## Exercise objective
Continue the personal tribute to the writer's late father below, starting right after its last sentence about the Marine Corps sending him home.

##### Text segment #####

You may ask "Why share the details of something so personal?" I answer that, although this was one of the most devastating moments of all of our lives, it was also one of the most beautiful. This great man, who loved his family beyond everything else in the world; who was a true and loving life partner to the same woman for 57 years; who was lauded in the industry he was part of all of his adult life as a brilliant man with, as my brother always says "a moral compass that was always true and held others to the same standard"; had fought the good fight for more years than he should have had to. This man was no longer tethered to oxygen tanks and IV stands and struggling so hard it broke your heart. This great man was free! This man, along with the woman who stood by him and cared for him in his illness with the love and compassion that only comes with truly, unselfishly loving someone, showed me what real heroes are. They are the people you meet everyday. They quietly go about their lives, raising their children, providing for their families, never asking for anything, and not complaining when they don't get a fair shake in life. They lead by example, and though not perfect, I'd put them up against politicians, actors, musicians, sports figures, or just about anyone else you'd care to match up and I bet I'd win.
Monday, we celebrated my father's life, not his death. It was personal and healing and I know he was watching. I could feel him there, giving my mother, myself, my siblings, his grandchildren, friends and extended family his quiet boundless strength. Best of all, he was in his church with his God. His "band of brothers", the Marine Corp. was there to send him home with the pomp and circumstance they reserve only for one of their own.

##### Data supplied #####

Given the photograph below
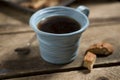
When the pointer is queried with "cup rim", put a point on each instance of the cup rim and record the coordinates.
(53, 34)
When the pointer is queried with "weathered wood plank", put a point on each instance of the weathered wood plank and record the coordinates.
(12, 64)
(110, 73)
(10, 25)
(10, 21)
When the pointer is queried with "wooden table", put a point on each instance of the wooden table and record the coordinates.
(15, 32)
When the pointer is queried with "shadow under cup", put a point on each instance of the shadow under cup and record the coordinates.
(59, 48)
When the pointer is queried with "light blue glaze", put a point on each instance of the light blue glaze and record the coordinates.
(60, 48)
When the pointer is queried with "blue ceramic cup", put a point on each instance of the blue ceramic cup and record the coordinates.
(60, 48)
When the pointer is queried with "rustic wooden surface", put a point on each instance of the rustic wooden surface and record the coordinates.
(110, 73)
(15, 33)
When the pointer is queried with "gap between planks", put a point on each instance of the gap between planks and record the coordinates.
(27, 74)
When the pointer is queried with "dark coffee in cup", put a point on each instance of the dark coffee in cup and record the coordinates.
(59, 25)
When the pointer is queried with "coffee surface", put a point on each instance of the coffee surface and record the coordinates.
(59, 25)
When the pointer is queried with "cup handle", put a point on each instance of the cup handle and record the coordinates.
(84, 10)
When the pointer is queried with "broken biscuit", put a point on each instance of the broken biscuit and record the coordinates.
(89, 60)
(101, 49)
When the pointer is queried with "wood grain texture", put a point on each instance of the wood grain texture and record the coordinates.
(14, 64)
(110, 73)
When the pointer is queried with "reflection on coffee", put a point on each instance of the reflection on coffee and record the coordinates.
(59, 25)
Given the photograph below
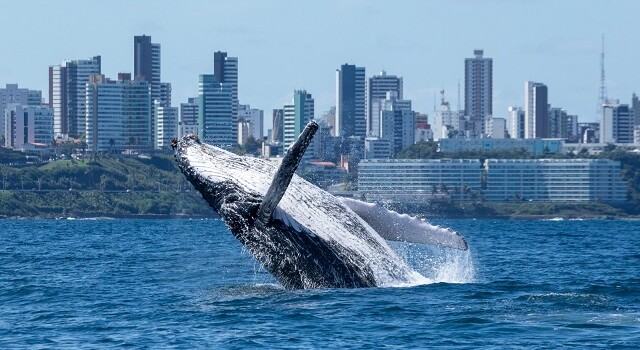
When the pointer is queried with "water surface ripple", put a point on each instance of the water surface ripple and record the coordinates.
(188, 284)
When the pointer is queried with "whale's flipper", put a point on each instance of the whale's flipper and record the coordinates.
(284, 174)
(401, 227)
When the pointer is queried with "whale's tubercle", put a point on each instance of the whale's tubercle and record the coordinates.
(285, 172)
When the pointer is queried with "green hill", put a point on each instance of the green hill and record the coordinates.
(108, 186)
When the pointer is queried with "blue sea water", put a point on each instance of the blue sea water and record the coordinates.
(189, 284)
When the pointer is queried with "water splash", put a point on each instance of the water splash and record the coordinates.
(438, 264)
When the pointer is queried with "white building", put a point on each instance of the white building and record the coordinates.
(12, 94)
(188, 120)
(617, 123)
(478, 91)
(350, 115)
(377, 88)
(397, 121)
(226, 72)
(516, 122)
(558, 118)
(532, 146)
(167, 125)
(447, 123)
(496, 127)
(118, 114)
(254, 120)
(377, 148)
(216, 120)
(67, 94)
(536, 110)
(297, 115)
(554, 180)
(27, 125)
(402, 180)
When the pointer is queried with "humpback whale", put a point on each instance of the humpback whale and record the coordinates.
(302, 235)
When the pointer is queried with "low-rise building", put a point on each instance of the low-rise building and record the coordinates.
(554, 180)
(532, 146)
(27, 124)
(418, 180)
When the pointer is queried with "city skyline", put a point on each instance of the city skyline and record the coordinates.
(422, 49)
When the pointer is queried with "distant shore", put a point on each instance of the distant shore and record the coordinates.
(190, 205)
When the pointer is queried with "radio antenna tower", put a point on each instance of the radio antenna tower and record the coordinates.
(458, 106)
(602, 97)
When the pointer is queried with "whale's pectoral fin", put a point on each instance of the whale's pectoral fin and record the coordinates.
(284, 174)
(400, 227)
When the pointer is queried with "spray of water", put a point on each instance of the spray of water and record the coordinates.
(438, 264)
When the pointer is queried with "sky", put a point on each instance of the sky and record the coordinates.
(284, 46)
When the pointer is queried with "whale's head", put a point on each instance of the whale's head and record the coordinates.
(223, 178)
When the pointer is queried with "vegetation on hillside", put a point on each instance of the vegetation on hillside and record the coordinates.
(630, 161)
(108, 186)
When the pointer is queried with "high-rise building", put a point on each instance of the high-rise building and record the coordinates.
(536, 110)
(27, 124)
(397, 122)
(118, 114)
(165, 95)
(188, 121)
(167, 125)
(617, 123)
(447, 123)
(255, 123)
(478, 91)
(571, 127)
(589, 132)
(225, 70)
(423, 130)
(350, 101)
(146, 63)
(297, 115)
(635, 105)
(278, 126)
(12, 94)
(217, 124)
(377, 88)
(67, 94)
(557, 122)
(516, 122)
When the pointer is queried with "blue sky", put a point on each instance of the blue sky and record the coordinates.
(286, 45)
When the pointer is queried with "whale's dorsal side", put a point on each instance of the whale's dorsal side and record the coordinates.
(285, 172)
(393, 226)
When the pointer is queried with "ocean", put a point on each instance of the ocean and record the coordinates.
(189, 284)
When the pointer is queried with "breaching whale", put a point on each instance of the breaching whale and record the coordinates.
(304, 236)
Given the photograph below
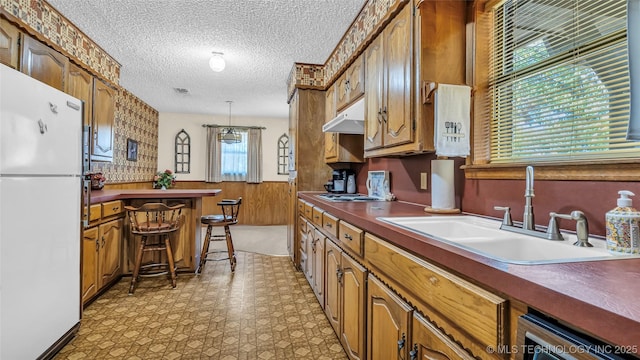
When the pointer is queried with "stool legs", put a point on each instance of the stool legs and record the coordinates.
(230, 249)
(205, 248)
(136, 268)
(171, 269)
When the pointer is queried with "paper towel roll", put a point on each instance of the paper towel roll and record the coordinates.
(442, 184)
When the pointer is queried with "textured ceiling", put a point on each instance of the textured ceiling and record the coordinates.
(166, 44)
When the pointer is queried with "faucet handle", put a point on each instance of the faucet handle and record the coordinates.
(553, 233)
(506, 219)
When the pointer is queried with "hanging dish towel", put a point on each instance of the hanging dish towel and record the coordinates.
(452, 120)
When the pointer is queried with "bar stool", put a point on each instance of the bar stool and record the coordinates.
(154, 223)
(229, 216)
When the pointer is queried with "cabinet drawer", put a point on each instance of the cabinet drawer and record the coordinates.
(351, 237)
(445, 297)
(317, 216)
(301, 204)
(95, 212)
(308, 211)
(330, 224)
(110, 208)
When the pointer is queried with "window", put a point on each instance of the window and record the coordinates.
(233, 158)
(558, 83)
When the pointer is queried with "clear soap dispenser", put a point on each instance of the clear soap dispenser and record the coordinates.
(623, 226)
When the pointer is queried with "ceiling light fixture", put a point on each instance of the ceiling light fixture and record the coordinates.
(216, 63)
(228, 135)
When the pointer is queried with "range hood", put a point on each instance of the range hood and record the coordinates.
(348, 121)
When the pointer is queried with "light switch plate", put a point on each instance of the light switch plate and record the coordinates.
(423, 181)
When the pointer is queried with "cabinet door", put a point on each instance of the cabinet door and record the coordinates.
(318, 266)
(355, 77)
(353, 308)
(373, 94)
(44, 64)
(330, 139)
(342, 91)
(388, 319)
(9, 39)
(81, 87)
(333, 274)
(109, 254)
(90, 245)
(429, 343)
(103, 119)
(397, 63)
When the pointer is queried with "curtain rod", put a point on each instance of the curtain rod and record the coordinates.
(234, 126)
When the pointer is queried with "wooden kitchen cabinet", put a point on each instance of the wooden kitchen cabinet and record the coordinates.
(340, 147)
(110, 251)
(345, 303)
(44, 63)
(308, 169)
(415, 48)
(388, 321)
(81, 87)
(388, 96)
(428, 342)
(104, 97)
(9, 44)
(350, 85)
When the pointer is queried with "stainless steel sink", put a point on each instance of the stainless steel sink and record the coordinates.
(484, 237)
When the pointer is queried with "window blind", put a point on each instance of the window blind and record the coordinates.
(559, 81)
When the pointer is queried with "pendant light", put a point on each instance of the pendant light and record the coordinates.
(228, 135)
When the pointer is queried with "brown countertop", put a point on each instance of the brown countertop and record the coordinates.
(601, 298)
(108, 195)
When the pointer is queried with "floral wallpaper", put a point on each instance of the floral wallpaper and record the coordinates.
(352, 44)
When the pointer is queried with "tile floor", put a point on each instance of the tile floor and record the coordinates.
(265, 310)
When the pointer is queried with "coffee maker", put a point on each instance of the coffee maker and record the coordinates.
(339, 179)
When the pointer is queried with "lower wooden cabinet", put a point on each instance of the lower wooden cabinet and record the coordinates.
(429, 343)
(388, 321)
(101, 256)
(345, 299)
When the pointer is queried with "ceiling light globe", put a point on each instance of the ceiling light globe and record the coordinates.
(216, 63)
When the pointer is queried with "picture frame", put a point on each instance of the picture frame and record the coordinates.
(378, 184)
(132, 150)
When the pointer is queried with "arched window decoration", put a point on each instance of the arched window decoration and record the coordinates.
(283, 155)
(183, 153)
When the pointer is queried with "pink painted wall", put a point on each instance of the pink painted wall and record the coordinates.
(594, 198)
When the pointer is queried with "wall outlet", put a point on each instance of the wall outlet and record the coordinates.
(423, 181)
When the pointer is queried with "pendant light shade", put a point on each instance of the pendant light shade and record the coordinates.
(228, 135)
(216, 63)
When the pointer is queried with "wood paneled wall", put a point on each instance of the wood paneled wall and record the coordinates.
(262, 204)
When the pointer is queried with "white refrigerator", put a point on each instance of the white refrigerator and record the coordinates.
(40, 216)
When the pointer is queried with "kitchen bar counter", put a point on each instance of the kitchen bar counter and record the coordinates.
(123, 194)
(601, 298)
(193, 197)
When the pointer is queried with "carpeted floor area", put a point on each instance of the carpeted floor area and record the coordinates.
(265, 310)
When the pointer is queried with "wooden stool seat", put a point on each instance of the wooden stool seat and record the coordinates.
(229, 216)
(154, 223)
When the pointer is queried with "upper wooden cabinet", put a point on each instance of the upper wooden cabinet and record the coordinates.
(9, 41)
(103, 121)
(340, 147)
(388, 113)
(81, 86)
(411, 50)
(43, 63)
(350, 85)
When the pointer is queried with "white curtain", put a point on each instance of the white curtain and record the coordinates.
(213, 166)
(254, 156)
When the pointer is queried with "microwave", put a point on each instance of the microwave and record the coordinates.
(540, 338)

#####

## Result for this exercise
Just one more note on this: my family will always be indebted to Catholic Community Hospice of Kansas City. They made my father's final hours peaceful and provided unselfish and unwavering support to my mother and the rest of my family, while asking for nothing in return. At the moment of his death, a sweet angel by the name of Nancy, stood with us as John McDermott sang Irish tunes in the background on the CD player. As he took his final breath, she whispered, "Listen to what song just came on." We were so lost in the moment, that none of us realized that in his final moment, Amazing Grace began to play. We will always be eternally grateful that she noticed. It became an integral part of his celebration, as was the Battle Hymn of the Republic.
As the roses and Bells of Ireland begin to fade, the memories of one of the world's true heroes never will for those who were blessed to know him.